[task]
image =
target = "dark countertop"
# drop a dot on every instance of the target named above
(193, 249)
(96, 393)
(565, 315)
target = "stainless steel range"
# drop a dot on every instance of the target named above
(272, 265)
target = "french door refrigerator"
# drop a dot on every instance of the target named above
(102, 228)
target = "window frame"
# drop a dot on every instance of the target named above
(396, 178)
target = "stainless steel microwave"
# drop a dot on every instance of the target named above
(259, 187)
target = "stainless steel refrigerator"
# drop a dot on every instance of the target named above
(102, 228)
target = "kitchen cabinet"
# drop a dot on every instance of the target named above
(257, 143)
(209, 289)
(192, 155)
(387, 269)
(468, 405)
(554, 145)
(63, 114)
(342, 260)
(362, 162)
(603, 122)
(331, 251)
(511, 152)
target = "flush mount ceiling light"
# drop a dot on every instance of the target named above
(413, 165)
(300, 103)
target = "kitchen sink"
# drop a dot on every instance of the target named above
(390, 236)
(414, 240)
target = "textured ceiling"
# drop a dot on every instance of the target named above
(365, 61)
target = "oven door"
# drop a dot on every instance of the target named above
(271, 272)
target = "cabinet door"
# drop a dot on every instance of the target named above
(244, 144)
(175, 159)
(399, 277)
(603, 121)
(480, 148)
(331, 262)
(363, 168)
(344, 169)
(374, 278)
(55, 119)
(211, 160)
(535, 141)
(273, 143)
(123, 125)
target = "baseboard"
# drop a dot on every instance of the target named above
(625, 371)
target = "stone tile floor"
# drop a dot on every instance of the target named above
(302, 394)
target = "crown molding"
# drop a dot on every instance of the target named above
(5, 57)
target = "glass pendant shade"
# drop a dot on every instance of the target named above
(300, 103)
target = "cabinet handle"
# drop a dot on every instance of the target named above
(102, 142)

____

Each record is to be retyped exactly as it appears.

[task]
image =
target = "dark countertop"
# drop a dot on every instance of the target named above
(193, 249)
(96, 393)
(565, 315)
target = "stainless steel range"
# drop a dot on every instance of the target named above
(272, 265)
target = "french door refrigerator"
# drop a dot on every instance of the target named above
(102, 228)
target = "window frame"
# drop a dot on every instance of the target named above
(396, 178)
target = "stainless steel microwave"
# drop a dot on every instance of the target named above
(259, 187)
target = "stainless steel refrigerator"
# drop a dot on every instance of the target named above
(102, 228)
target = "kitchen cabinet"
# drop a dot on every instance of the target named above
(257, 143)
(209, 289)
(192, 155)
(387, 269)
(468, 405)
(554, 145)
(63, 114)
(342, 260)
(362, 162)
(603, 122)
(331, 251)
(511, 152)
target = "flush mount ceiling light"
# drop a dot on every instance of the target named above
(413, 165)
(300, 103)
target = "kitchen sink"
# drop a dot on every instance of the target named above
(390, 236)
(414, 240)
target = "textured ceiling"
# drop a dot on every instance of the target named above
(365, 61)
target = "oven door"
# drop a dot on every instance of the target named above
(271, 272)
target = "cabinet door"
# drop a dot on every instance of the target named above
(244, 144)
(175, 159)
(399, 277)
(603, 121)
(480, 148)
(331, 262)
(363, 168)
(344, 169)
(374, 278)
(55, 119)
(211, 160)
(535, 141)
(273, 143)
(123, 125)
target = "baseboard"
# drop a dot on every instance of the target named above
(625, 371)
target = "stone tile floor"
# drop a dot on every instance of the target named above
(302, 394)
target = "crown molding"
# drop a dot on every instance of the target named above
(5, 57)
target = "glass pendant shade"
# drop a dot on every instance of the target named above
(300, 103)
target = "cabinet handle"
# drop a dot on every instance of the target named above
(102, 142)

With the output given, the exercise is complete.